TO DO:
(a) In the text on California statistics, replace "dead" with "gone" and write out the part starting with "In fact, fifty" and going on through "was always dead.".
(b) List every expense that the text on California statistics compares with the national average, along with how much more it costs.

PAGE TEXT:

┏━━

It's just one microphone, right, It's just supposed to be Newsome.
I don't even see a podium yet, so I don't know. Well,
while we await Newsom to give us his dissertation, here
(13:18):
is some a collection of California statistics. Consider this a
state of the state message from me. We got a
lot of this information from Dan McLachlan. He's a writer
for the National Review. The Public Policy Institute did a
poll a few weeks back and found that most Californians,
(13:39):
whether they were Democrat or Republican, whether they were white, black, Hispanic,
they have given up on the American dream in California,
and most people here expect things in California to get worse.
In fact, fifty two percent of Californians have declared the
America can dream dead. And actually even more than that
(14:07):
because fifty two percent think it is dead but used
to be something real. Fifteen percent that it was always dead.
So you add those two up, what do you got?
You got sixty seven percent. Sixty seven percent of California
think the American Dream does not exist. Only a third
of Californians think the American Dream still holds true. And
(14:30):
by the way, this is this is pretty much across
the board. Thirty nine percent of Republicans believe in the
American Dream, thirty two percent of Democrats, only twenty nine
percent of Independence, forty two percent of Asians, thirty percent
of Latinos. So it seems like a big majorities in
(14:51):
all demographic categories say the dream is dead. Seven and
ten think children in California are worse off financially than
their parents. Will be worse off seventy percent. If you
have a child grow up in California, then will be
worse off than their parents. Eighty percent of Republicans, seventy
(15:15):
nine percent of Democrats. Let me see what else they
have here most Californians fifty six percent. Then California will
have bad times financially in the next twelve months. This
is true across all regions. There's nobody optimistic in this
state right now nobody. But what did they do? They
largely re elected the same crowd of buffoons and clowns
(15:36):
in the legislature. Unemployment in California is the second highest
in the nation five point four percent. Only Nevada among states,
has a higher unemployment rate. According to Quickened Loans an
analysis from November, California is number two in the cost
(15:59):
of living, next to Hawaii, which is what, three thousand
miles in the middle of the Pacific Ocean that I
might have something to do with it. So number two
in the nation cost a living, number one among the
U forty eight states on this continent. California has the
(16:21):
most expensive transportation costs. It has the highest marginal income
tax rate. It is number two in median home costs,
number three in grocery costs. How about that, there's nothing,
there's no category where we're not among the most expensive
(16:41):
states in the Union. Groceries cost twelve percent more than
the national average. Utilities cost forty two percent more, transportation
forty one percent more. What's he going to talk about
in his speech? This is a disaster. We're number one.

┗━━

DATA:
┏━━

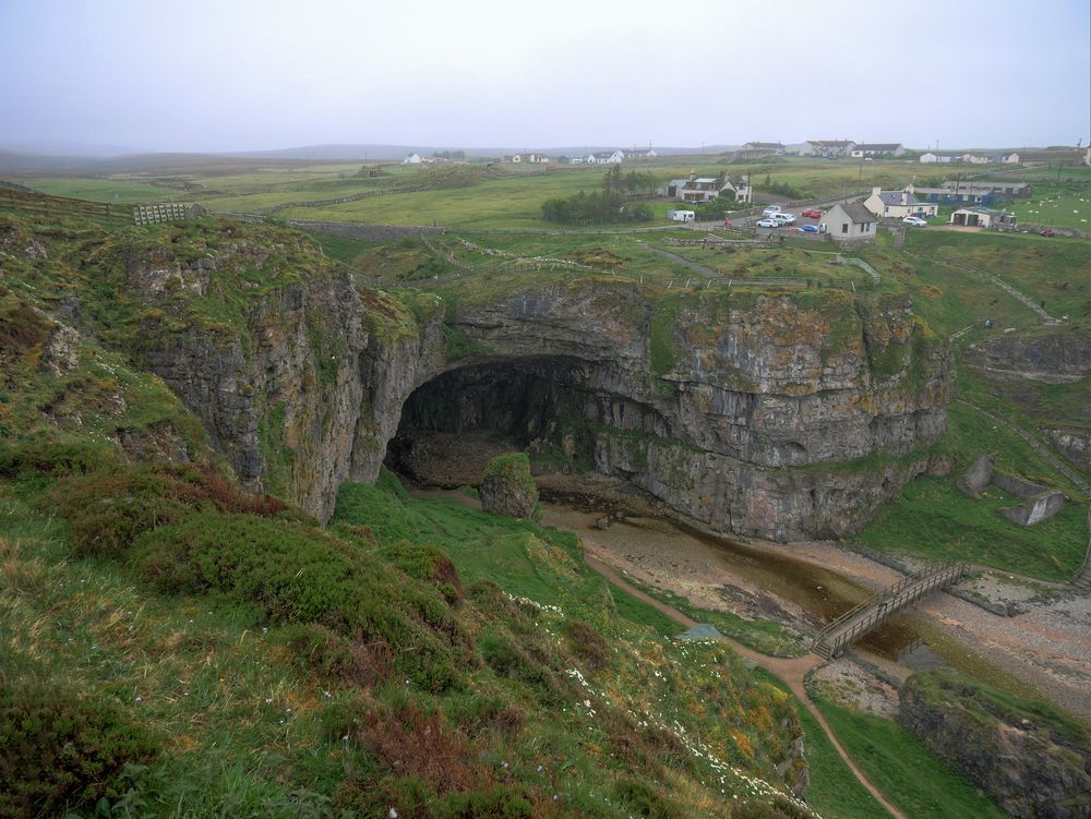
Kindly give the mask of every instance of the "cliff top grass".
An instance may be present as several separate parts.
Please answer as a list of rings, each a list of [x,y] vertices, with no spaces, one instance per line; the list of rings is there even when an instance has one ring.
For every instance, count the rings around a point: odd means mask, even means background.
[[[955,669],[943,667],[914,674],[907,681],[911,689],[940,706],[958,706],[985,724],[1002,720],[1010,725],[1030,722],[1045,727],[1058,742],[1076,748],[1091,748],[1091,725],[1048,702],[1020,697],[975,679]]]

┗━━

SOLUTIONS TO EACH TASK:
(a)
In fact, fifty two percent of Californians have declared the
America can dream gone. And actually even more than that
(14:07):
because fifty two percent think it is gone but used
to be something real. Fifteen percent that it was always gone.

(b)
- Groceries: twelve percent more
- Utilities: forty-two percent more
- Transportation: forty-one percent more